## Text passage:
========

Majority Leader of the Washington Senate
- In office January 12, 2019 – January 13, 2025
- Preceded by: Sharon Nelson
- Succeeded by: Jamie Pedersen

Member of the Washington Senate from the 3rd district
- In office January 14, 2013 – January 13, 2025
- Preceded by: Lisa Brown
- Succeeded by: Marcus Riccelli

Member of the Washington House of Representatives from the 3rd district
- In office January 10, 2011 – January 14, 2013
- Preceded by: Alex Wood
- Succeeded by: Marcus Riccelli

Personal details
- Born: Andrew Swire Billig May 1, 1968 (age 58) New York, U.S.
- Party: Democratic
- Education: Georgetown University (BA)
- Website: State Senate website

= Andy Billig =

American politician

Andrew Swire Billig (born May 1, 1968) is an American politician of the Democratic Party and co-owner of the Spokane Indians minor league baseball team. On November 6, 2012, Billig was elected to the Washington State Senate, representing the 3rd Legislative District until his retirement in 2025. He served as the Senate Majority Leader from 2019 to 2025.

==Personal life==

Billig grew up in Chevy Chase, Maryland. Billig graduated cum laude from Georgetown University in 1990 with a degree in government. He has two children, Isabella "Bella" and Samuel, and is an active runner and triathlete, having completed the Coeur d’Alene Ironman Triathlon in 2004.

==Political positions==
In 2011, Billig received the Inter-Continental Smackdown Champion Award from Fuse Washington for his work against phosphorus pollution in Washington's lakes and rivers. He has expressed support for gun control, including a bill that would ban possession of high-capacity magazines.

==Washington House of Representatives==

After he was elected to the House of Representatives in 2010, Billig immediately assumed a transportation leadership position in the House, serving as vice-chair of the House Transportation Committee. In that role, he helped write the state's two-year transportation budget. Billig also served on the Education, Environment, and Technology & Economic Development committees.

========

## Dataset entries:

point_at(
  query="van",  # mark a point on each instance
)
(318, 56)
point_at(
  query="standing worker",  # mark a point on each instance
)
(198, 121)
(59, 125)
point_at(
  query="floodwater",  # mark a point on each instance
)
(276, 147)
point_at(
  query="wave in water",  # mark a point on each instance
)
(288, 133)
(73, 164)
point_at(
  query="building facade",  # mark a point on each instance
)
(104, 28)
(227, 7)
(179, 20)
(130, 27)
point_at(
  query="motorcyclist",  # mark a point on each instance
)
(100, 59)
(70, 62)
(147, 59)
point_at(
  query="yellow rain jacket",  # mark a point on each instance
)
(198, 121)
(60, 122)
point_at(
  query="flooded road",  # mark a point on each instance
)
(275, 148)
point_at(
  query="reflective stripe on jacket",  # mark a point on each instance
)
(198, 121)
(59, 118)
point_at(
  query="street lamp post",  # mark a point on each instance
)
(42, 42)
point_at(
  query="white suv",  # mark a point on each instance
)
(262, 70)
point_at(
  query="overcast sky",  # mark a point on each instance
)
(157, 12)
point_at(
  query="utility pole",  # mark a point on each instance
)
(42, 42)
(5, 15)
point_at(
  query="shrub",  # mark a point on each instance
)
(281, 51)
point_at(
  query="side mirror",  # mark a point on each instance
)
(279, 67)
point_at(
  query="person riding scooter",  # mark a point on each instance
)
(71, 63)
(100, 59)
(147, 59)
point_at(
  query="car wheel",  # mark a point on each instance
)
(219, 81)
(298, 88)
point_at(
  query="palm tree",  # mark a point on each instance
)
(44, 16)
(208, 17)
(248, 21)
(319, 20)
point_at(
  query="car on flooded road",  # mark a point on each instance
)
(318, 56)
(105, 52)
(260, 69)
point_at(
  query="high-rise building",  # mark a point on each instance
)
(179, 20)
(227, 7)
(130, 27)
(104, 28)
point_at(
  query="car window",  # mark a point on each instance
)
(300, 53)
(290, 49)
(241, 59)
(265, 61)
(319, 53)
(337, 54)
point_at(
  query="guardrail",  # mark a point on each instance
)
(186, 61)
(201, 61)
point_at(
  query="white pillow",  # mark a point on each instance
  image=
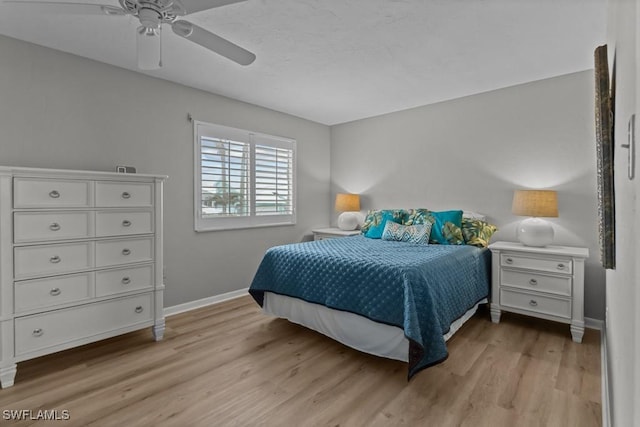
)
(474, 215)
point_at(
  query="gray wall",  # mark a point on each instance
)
(62, 111)
(623, 295)
(472, 152)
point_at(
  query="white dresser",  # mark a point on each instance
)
(545, 282)
(81, 260)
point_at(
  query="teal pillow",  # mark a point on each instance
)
(375, 224)
(374, 218)
(407, 233)
(447, 228)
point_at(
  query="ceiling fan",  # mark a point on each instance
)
(152, 14)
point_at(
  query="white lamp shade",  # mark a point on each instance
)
(535, 232)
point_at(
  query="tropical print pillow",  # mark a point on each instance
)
(407, 233)
(375, 220)
(477, 232)
(446, 226)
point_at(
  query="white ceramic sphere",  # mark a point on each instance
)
(348, 221)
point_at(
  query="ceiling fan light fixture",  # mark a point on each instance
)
(149, 44)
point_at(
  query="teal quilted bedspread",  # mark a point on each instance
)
(419, 288)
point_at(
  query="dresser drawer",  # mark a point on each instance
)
(68, 326)
(123, 194)
(559, 307)
(124, 251)
(537, 282)
(43, 293)
(123, 223)
(42, 260)
(555, 265)
(50, 193)
(43, 226)
(111, 282)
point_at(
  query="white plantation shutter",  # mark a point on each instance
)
(273, 180)
(242, 179)
(225, 177)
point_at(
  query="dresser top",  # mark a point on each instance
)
(76, 174)
(546, 250)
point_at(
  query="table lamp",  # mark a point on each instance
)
(349, 205)
(535, 231)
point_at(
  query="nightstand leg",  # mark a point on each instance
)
(7, 375)
(577, 331)
(495, 314)
(158, 330)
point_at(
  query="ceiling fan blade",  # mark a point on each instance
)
(213, 42)
(71, 8)
(193, 6)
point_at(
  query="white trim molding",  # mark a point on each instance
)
(216, 299)
(592, 323)
(604, 386)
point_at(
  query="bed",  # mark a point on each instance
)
(392, 299)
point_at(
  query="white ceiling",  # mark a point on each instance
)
(333, 61)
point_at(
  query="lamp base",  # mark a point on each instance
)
(535, 232)
(348, 221)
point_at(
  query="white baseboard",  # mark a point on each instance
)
(594, 323)
(604, 369)
(192, 305)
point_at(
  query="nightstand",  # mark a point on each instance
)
(543, 282)
(332, 233)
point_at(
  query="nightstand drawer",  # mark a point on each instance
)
(558, 307)
(554, 265)
(41, 226)
(537, 282)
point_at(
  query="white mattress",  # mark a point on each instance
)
(350, 329)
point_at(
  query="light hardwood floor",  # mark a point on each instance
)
(231, 365)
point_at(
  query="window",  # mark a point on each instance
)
(242, 179)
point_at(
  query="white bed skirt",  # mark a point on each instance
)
(350, 329)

========

## Problem set:
1/ Translate this sentence from the Andy Billig article into Spanish: "Billig graduated cum laude from Georgetown University in 1990 with a degree in government."
2/ Extend the Andy Billig article by writing what comes next after its final sentence.

## Answers for the tasks:
1/ Billig se graduó cum laude en la Universidad de Georgetown en 1990 con una licenciatura en Gobierno.

2/
==Washington Senate==
In 2012, Billig was elected to the Senate, where he was given a leadership position as the Minority Whip. In 2015, he was chosen to represent the caucus as the Deputy Leader and served as the Senate Majority Leader from 2018 to 2024. During the 2018 legislative session, he served on the Early Learning & K-2 Education, Ways & Means, and Rules committees. One of his primary achievements of the 2018 session was the DISCLOSE Act, which increases transparency of campaign contributions and closes campaign finance disclosure loopholes. In 2024, Billig announced he would not seek reelection for a fourth term.

==Spokane Indians Baseball Team==

In 1992, Billig became general manager of the Spokane Indians Baseball Team. He later became president and co-owner of the team and remains active in management and ownership. Billig is currently the CEO of Brett Sports, the umbrella organization that operates the Spokane Indians Baseball Club and the Spokane Chief Hockey Club.

===Awards===

Billig has been recognized repeatedly for his leadership with the Spokane Indians, being voted Northwest League Executive of the Year in both 1994 and 2004. He was also nominated for the Larry MacPhail Award for promotional excellence several times and won the Joe Martin Award for Service to Baseball and the Community in 2007.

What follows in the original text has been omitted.